__Information provided__:
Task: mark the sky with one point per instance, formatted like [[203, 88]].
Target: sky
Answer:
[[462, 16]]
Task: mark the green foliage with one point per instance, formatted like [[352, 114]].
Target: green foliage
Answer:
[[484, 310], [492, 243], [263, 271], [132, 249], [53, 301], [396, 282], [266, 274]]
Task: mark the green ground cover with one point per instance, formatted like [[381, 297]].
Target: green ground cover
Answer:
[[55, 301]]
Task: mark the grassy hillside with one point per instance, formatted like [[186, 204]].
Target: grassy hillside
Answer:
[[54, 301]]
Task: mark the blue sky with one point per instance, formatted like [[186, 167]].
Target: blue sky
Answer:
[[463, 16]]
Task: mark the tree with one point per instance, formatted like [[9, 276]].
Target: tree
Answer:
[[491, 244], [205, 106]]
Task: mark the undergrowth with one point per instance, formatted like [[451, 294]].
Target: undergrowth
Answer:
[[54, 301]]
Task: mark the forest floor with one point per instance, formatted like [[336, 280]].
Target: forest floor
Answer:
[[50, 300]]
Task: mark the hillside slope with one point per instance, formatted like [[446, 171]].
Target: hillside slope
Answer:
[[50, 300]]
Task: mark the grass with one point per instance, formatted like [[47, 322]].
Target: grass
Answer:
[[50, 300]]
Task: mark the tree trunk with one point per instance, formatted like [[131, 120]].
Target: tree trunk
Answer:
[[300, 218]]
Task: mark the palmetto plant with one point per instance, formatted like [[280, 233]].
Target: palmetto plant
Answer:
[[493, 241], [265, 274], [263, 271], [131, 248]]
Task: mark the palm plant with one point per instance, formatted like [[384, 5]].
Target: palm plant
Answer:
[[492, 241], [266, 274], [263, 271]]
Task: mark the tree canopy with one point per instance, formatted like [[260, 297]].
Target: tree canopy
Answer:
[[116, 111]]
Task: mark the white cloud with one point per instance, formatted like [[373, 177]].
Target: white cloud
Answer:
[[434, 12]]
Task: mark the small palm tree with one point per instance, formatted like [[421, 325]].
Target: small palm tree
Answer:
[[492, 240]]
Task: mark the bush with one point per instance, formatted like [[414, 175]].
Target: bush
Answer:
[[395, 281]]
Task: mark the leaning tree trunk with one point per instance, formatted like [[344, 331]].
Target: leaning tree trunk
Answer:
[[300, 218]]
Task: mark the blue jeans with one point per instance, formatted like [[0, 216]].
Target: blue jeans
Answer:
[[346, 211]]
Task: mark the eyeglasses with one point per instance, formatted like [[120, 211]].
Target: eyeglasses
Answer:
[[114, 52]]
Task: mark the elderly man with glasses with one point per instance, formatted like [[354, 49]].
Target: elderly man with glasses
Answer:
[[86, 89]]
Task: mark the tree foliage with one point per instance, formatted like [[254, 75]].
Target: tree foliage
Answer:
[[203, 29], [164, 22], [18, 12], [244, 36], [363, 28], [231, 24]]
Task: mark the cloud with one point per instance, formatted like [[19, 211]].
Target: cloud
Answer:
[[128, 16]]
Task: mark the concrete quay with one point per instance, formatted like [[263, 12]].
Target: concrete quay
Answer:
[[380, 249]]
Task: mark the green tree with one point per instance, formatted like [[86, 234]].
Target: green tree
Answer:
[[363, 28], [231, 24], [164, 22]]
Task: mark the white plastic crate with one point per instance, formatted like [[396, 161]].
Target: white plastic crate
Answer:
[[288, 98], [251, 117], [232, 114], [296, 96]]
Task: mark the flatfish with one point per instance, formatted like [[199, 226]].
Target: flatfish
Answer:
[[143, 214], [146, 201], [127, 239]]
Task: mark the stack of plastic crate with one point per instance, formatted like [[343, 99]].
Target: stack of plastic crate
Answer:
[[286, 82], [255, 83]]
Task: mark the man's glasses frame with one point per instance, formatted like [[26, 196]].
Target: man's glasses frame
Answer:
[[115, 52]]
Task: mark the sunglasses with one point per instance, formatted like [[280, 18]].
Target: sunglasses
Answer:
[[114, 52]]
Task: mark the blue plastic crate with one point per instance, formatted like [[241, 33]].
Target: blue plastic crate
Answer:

__Task prompt__: Please copy out each record, character for character.

__Written answer__:
Task: mark the sky with one point per instance, formatted like [[203, 88]].
Target: sky
Answer:
[[462, 16]]
Task: mark the green foliage with one point per instance, formatted like [[352, 114]].
Target: green foliage
Answer:
[[484, 310], [492, 243], [263, 271], [132, 249], [53, 301], [396, 282], [266, 274]]
Task: mark the green ground cover with one point per instance, formatted like [[381, 297]].
Target: green ground cover
Answer:
[[55, 301]]
Task: mark the grassy hillside with one point per instance, formatted like [[186, 204]].
Target: grassy hillside
Answer:
[[54, 301]]
Task: mark the blue sky with one point per instance, formatted like [[186, 167]].
Target: blue sky
Answer:
[[463, 16]]
Task: mark the tree with one point per instance, formatted like [[9, 276]].
Target: tree
Answer:
[[491, 244], [205, 106]]
Task: mark the undergrowth with one point per instance, formatted like [[451, 294]].
Target: undergrowth
Answer:
[[54, 301]]
Task: mark the forest floor with one point per instance, formatted like [[336, 280]].
Target: forest floor
Answer:
[[50, 300]]
Task: mark the hillside slope with one point per instance, formatted like [[446, 171]].
Target: hillside slope
Answer:
[[50, 300]]
Task: mark the grass with one point per instance, formatted like [[47, 322]].
Target: grass
Answer:
[[50, 300]]
Task: mark the tree trunk with one point per instance, formatted like [[131, 120]].
Target: tree trunk
Answer:
[[300, 218]]
Task: mark the palmetto plant with one point per instance, formatted like [[280, 233]].
Target: palmetto plant
Answer:
[[493, 241], [265, 274], [263, 271], [131, 248]]
Task: mark the palm plant with one point per instance, formatted like [[384, 5]].
Target: palm plant
Answer:
[[492, 241], [266, 274], [263, 271]]
Task: mark the tree canopy with one point per instance, formatted like [[260, 297]].
Target: tree canopy
Answer:
[[116, 111]]
Task: mark the white cloud with one point per instance, formatted like [[373, 177]].
Target: white cloud
Answer:
[[434, 12]]
Task: mark the small palm tree with one point per instance, formatted like [[421, 325]].
Target: small palm tree
Answer:
[[492, 240]]
Task: mark the bush with one point per instance, formatted like [[414, 175]].
Target: bush
Answer:
[[395, 281]]
Task: mark the leaning tree trunk with one point per instance, formatted like [[344, 331]].
Target: leaning tree trunk
Answer:
[[300, 218]]
Task: mark the blue jeans with one point per instance, formatted like [[0, 216]].
Target: blue jeans
Answer:
[[346, 211]]
Task: mark the eyeglasses with one point per instance, formatted like [[120, 211]].
Target: eyeglasses
Answer:
[[114, 52]]
Task: mark the elderly man with glasses with one point per instance, formatted like [[354, 49]].
Target: elderly man with glasses
Answer:
[[86, 89]]
Task: mark the tree foliage with one point per instance, formatted like [[254, 75]].
Target: tree foliage
Answer:
[[203, 29], [164, 22], [18, 12], [244, 36], [363, 28], [231, 24]]
Task: mark the cloud with one point per instance, formatted like [[19, 211]].
Target: cloud
Answer:
[[128, 16]]
Task: mark the concrete quay with one point per instance, formatted like [[263, 12]].
Target: concrete quay
Answer:
[[380, 249]]
Task: mark the green tree with one point per instance, formatted like [[86, 234]].
Target: green tree
Answer:
[[363, 28], [231, 24], [164, 22]]
Task: mark the white plastic crate with one point per instance, formatted like [[396, 161]].
Target: white plastic crate
Answer:
[[288, 98], [251, 117], [232, 114], [296, 96]]
Task: mark the flatfish with one point per instance, formatted like [[199, 226]].
Target: flatfish
Answer:
[[143, 214], [146, 201], [127, 239]]
Task: mark the stack of plastic crate with one point per instance, formatted like [[343, 99]].
Target: stack of plastic crate
Answer:
[[286, 82], [255, 83]]
Task: mark the man's glasses frame with one point per instance, formatted like [[26, 196]].
Target: man's glasses frame
Answer:
[[115, 52]]
Task: mark the sunglasses with one point per instance, formatted like [[280, 18]].
Target: sunglasses
Answer:
[[114, 52]]
Task: mark the blue plastic crate with one point per instance, formatted like [[241, 33]].
Target: blue plastic crate
Answer:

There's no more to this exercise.